_Aufgabenstellung_:
Schreibe den Auszug über den FC Augsburg von „Aus Mangel an“ bis „auf die Sonnenseite.“ erneut ab und ersetze darin „Berge“ durch „Gipfel“.

_Bereitgestellter Auszug_:
__________

Aus Mangel an Alternativen lenkt sich Herrlich dieser Tage im Kreise seiner Familie ab oder geht spazieren. Weil er neben Dortmund einen Wohnsitz im österreichischen Niederndorf bei Kufstein hat, hellte sich seine Stimmung unter der Woche auf. Von Augsburg aus sah er bei Föhn und Sonnenschein die vertrauten Berge. „Das ist doch einfach wunderschön“, sagt der 49-Jährige. Herrlich will nicht mehr nur beim Spazierengehen das schöne Wetter genießen, bildlich gesprochen will er auch mit dem FCA zurück auf die Sonnenseite.
Nach drei Niederlagen in Serie rutscht der FC Augsburg in der Bundesligatabelle ab und sucht Halt. Mitte Dezember betrug der Vorsprung auf den Relegationsplatz neun Zähler, inzwischen sind es noch deren vier. Herrlich stellt nüchtern fest, drei Niederlagen seien drei Niederlagen. „Das können wir nicht wegdiskutieren. Wir hatten einen guten Start und ein Polster. Uns war aber klar, dass die anderen Mannschaften auch mal gewinnen.“
Der Druck auf den Trainer und die Mannschaft wächst. Herrlich geht damit pragmatisch um, verweist darauf, dass Spieler und Trainer die Situation annehmen müssten. Schließlich sei Erfolgsdruck
Teil ihres Berufs. „Man kann nicht nur Spaß an seinem Beruf haben, wenn alles super läuft. Gerade wenn es schwierig wird, bist du gefragt.“
Die Augsburger suchen in der Ergebniskrise nach der Balance zwischen defensiver Stabilität und offensivem Risiko. Gegen Frankfurt oder den FC Bayern gab der FCA seine defensive Haltung ein Stück weit auf und erspielte sich erstaunlich viele Torchancen; genutzt hat es letztlich wenig, weil die Partien verloren gingen. Gegen Bielefeld oder Köln verordnete Herrlich seiner Mannschaft biederen Defensivfußball – und siegte. Für ihn geht es darum, das eine zu tun, ohne das andere zu lassen. Herrlich sagt zwar, er differenziere stets zwischen Ergebnis und Leistung, letztlich kann er sich aber nicht vom Zahlenwerk freimachen.

__________

_Extrahiertes Material_:
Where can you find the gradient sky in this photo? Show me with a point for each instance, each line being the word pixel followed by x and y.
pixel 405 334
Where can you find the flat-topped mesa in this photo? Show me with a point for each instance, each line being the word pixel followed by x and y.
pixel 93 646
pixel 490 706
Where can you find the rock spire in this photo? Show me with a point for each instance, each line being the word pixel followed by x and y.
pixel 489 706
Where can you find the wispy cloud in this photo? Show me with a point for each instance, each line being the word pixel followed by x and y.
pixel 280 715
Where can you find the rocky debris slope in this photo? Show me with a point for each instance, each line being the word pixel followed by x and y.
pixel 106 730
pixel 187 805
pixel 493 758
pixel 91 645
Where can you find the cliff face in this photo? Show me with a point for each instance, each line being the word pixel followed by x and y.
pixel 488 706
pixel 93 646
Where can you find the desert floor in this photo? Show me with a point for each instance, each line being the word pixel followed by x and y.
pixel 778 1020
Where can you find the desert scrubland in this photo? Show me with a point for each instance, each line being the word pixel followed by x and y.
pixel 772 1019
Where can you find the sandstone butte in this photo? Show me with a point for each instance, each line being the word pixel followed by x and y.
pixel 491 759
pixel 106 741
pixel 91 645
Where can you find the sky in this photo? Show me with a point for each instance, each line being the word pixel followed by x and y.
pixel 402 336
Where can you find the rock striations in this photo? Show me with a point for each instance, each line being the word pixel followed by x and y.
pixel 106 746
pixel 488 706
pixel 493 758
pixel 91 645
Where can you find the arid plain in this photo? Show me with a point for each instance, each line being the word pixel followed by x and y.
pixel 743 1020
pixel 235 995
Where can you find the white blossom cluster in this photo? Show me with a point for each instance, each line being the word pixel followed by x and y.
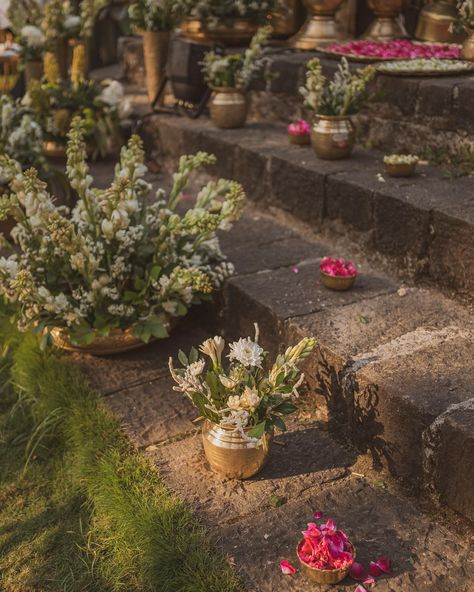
pixel 243 397
pixel 116 260
pixel 20 136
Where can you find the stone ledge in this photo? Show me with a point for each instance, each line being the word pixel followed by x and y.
pixel 416 223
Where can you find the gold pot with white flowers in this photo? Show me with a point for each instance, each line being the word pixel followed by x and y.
pixel 241 403
pixel 120 268
pixel 229 76
pixel 333 102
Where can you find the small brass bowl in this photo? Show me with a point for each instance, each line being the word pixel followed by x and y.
pixel 337 282
pixel 400 170
pixel 299 139
pixel 324 576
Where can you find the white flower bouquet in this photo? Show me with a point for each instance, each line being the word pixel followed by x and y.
pixel 117 260
pixel 235 70
pixel 344 95
pixel 242 397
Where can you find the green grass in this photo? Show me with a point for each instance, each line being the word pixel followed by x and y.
pixel 89 513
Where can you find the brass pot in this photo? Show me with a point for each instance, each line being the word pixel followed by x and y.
pixel 230 455
pixel 435 22
pixel 116 342
pixel 238 33
pixel 337 282
pixel 387 24
pixel 333 137
pixel 155 52
pixel 467 51
pixel 320 27
pixel 33 71
pixel 323 576
pixel 400 170
pixel 228 108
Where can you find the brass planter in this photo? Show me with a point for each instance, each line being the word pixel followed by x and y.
pixel 155 52
pixel 232 456
pixel 400 170
pixel 228 108
pixel 239 33
pixel 333 137
pixel 323 576
pixel 116 342
pixel 387 24
pixel 33 71
pixel 320 27
pixel 435 22
pixel 467 51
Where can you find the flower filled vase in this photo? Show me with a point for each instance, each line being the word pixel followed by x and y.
pixel 228 107
pixel 231 454
pixel 333 137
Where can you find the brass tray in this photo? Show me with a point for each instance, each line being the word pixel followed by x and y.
pixel 467 69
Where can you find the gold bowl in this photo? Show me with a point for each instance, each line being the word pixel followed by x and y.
pixel 400 170
pixel 299 139
pixel 230 455
pixel 337 282
pixel 118 341
pixel 323 576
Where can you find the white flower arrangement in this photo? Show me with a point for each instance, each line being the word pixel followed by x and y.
pixel 20 136
pixel 242 397
pixel 236 70
pixel 116 260
pixel 409 159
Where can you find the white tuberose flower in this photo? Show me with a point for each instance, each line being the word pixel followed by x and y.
pixel 247 352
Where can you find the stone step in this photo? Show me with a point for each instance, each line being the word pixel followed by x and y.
pixel 422 227
pixel 429 116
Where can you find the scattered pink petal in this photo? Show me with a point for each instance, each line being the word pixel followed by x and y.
pixel 374 569
pixel 384 564
pixel 358 572
pixel 287 568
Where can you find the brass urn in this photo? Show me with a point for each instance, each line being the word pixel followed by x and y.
pixel 320 27
pixel 228 107
pixel 387 24
pixel 435 23
pixel 333 137
pixel 231 455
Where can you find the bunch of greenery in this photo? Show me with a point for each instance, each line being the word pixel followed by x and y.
pixel 150 15
pixel 212 11
pixel 242 397
pixel 117 260
pixel 344 95
pixel 235 70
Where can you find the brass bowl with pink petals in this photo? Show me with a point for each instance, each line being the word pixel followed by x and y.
pixel 324 576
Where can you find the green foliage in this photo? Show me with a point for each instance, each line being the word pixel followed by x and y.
pixel 116 526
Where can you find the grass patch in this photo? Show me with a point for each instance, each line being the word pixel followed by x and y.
pixel 89 513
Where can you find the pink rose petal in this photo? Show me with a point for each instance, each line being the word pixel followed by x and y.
pixel 287 568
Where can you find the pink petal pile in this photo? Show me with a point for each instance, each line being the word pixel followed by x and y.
pixel 325 547
pixel 396 49
pixel 299 127
pixel 338 267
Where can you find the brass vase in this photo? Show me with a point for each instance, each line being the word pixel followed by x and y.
pixel 333 137
pixel 387 24
pixel 228 108
pixel 435 22
pixel 33 71
pixel 467 51
pixel 118 341
pixel 155 53
pixel 230 455
pixel 237 33
pixel 320 27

__________

_Lösung_:
Aus Mangel an Alternativen lenkt sich Herrlich dieser Tage im Kreise seiner Familie ab oder geht spazieren. Weil er neben Dortmund einen Wohnsitz im österreichischen Niederndorf bei Kufstein hat, hellte sich seine Stimmung unter der Woche auf. Von Augsburg aus sah er bei Föhn und Sonnenschein die vertrauten Gipfel. „Das ist doch einfach wunderschön“, sagt der 49-Jährige. Herrlich will nicht mehr nur beim Spazierengehen das schöne Wetter genießen, bildlich gesprochen will er auch mit dem FCA zurück auf die Sonnenseite.